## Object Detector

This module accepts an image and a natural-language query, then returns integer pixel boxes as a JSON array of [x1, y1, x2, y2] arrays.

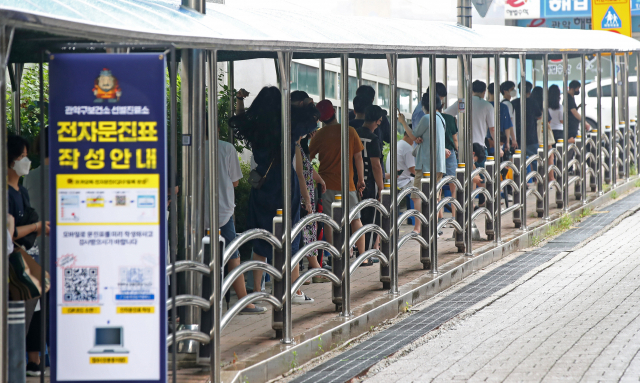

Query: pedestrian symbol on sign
[[602, 6, 622, 29]]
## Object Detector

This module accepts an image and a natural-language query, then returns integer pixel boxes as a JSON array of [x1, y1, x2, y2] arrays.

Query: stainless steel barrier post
[[556, 139, 567, 209], [624, 52, 637, 182], [576, 54, 587, 205], [380, 186, 390, 290], [490, 55, 502, 245], [538, 54, 550, 221], [336, 194, 344, 311], [388, 53, 400, 294], [458, 54, 473, 256], [596, 53, 604, 195], [536, 146, 549, 218], [271, 213, 287, 339], [513, 54, 528, 231], [428, 55, 438, 273], [7, 301, 24, 383], [512, 151, 527, 228], [609, 52, 619, 188], [453, 164, 467, 253], [484, 159, 500, 237], [336, 53, 356, 317], [415, 172, 430, 270], [278, 51, 294, 344], [556, 53, 569, 212], [567, 135, 586, 201]]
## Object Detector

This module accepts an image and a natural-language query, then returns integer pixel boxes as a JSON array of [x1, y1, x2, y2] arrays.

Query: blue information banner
[[49, 53, 167, 383]]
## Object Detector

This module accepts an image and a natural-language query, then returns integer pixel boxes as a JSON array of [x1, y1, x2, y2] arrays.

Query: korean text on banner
[[504, 0, 540, 20], [49, 53, 167, 383], [591, 0, 631, 36]]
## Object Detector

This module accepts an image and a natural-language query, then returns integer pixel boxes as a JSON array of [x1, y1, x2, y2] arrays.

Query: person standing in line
[[356, 105, 384, 260], [411, 93, 451, 233], [309, 100, 365, 254]]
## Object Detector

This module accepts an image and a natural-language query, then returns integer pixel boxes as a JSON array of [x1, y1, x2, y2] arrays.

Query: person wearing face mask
[[7, 135, 49, 376], [567, 80, 591, 144]]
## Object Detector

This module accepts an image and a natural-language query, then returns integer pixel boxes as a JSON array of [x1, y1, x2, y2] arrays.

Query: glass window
[[378, 83, 389, 109], [324, 70, 338, 98], [398, 89, 411, 113], [291, 63, 319, 95]]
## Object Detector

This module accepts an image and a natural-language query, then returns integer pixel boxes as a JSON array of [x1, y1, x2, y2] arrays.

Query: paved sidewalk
[[366, 214, 640, 383]]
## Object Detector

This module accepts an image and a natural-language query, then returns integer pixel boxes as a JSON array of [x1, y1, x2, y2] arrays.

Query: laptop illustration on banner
[[89, 327, 129, 354]]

→ Requirement:
Begin at the start of the records and stop after the line that contains "135, 586, 201]]", both included. Write out every line of that stretch again, with each bounding-box coordinate in the answers scaled by 0.3 and rounded to a whole number (halves up), and leave the pictures out.

→ Written solution:
## Object Detector

This module accepts an image and a natural-language query, then returns integer pixel boxes as a JSON array of [x1, y1, x2, y2] arrays.


Query: pedestrian symbol on sign
[[181, 2, 187, 9]]
## Object Detector

This module accepts an image and a natural-language query, then returns integer pixel boxes as a JSON array of [x1, y1, x2, y2] arrays.

Query: stainless steel barrier post
[[167, 42, 170, 63], [187, 16, 191, 55], [173, 16, 176, 62], [114, 56, 117, 87], [147, 17, 151, 74], [161, 16, 165, 66], [101, 58, 103, 93], [116, 16, 120, 88], [137, 16, 142, 77], [179, 16, 181, 59], [161, 44, 165, 65], [81, 64, 86, 102], [154, 16, 158, 69], [128, 17, 131, 82], [2, 90, 7, 115], [154, 45, 158, 68], [183, 16, 186, 56], [136, 49, 140, 76], [145, 48, 150, 71], [101, 16, 107, 95], [125, 52, 129, 81], [83, 15, 88, 103], [167, 16, 171, 64], [170, 41, 176, 60]]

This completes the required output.